» **Written instruction**
From the line with "Each instance receives one keypoint. Mark the reflection" through the final line, transcribe the material below character for character; include no other lines.

» **Data for this task**
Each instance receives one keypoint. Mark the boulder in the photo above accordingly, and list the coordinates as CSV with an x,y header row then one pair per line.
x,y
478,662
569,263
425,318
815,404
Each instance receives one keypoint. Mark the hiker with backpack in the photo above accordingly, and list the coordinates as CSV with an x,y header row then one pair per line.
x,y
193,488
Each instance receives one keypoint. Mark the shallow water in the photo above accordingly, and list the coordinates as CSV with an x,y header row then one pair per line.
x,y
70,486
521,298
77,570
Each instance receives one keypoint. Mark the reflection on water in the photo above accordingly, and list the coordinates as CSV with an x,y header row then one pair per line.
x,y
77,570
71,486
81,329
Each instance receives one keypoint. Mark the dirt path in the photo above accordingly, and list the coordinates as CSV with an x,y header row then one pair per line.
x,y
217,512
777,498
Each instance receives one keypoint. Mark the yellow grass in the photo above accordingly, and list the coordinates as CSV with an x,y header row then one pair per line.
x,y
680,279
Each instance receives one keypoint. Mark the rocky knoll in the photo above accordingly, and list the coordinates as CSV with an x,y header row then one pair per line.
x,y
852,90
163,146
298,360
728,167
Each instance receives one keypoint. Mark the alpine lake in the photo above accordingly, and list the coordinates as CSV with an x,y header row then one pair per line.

» **Reply to the exercise**
Each instance receives one keypoint. Mark the reflection on water in the photo above accordingly, and list the coordinates as CSV with an x,y header row then one pair per line.
x,y
77,570
71,486
81,329
Each instance receives one keypoint. Mark the dirt path in the photo above accordingly, and list the coordinates as CSV with an x,y header row then one pair per line.
x,y
217,512
777,498
Each instance receives one keypoint. Mark the yellow grass in the photo above accordingly, and list the coordinates as CSV with an x,y header row then one pair per line.
x,y
680,279
Each instance receives one keypoint. Mark the rocky knoll in the photo above accordingly, and list the coordinates as CSV with an x,y header row then one pair per line.
x,y
852,90
163,146
298,360
728,167
Each instance receives one keypoint. Mark the alpine lake in the photo above accordingly, and list the coordinates as CSV with an x,y header row then one pair per line.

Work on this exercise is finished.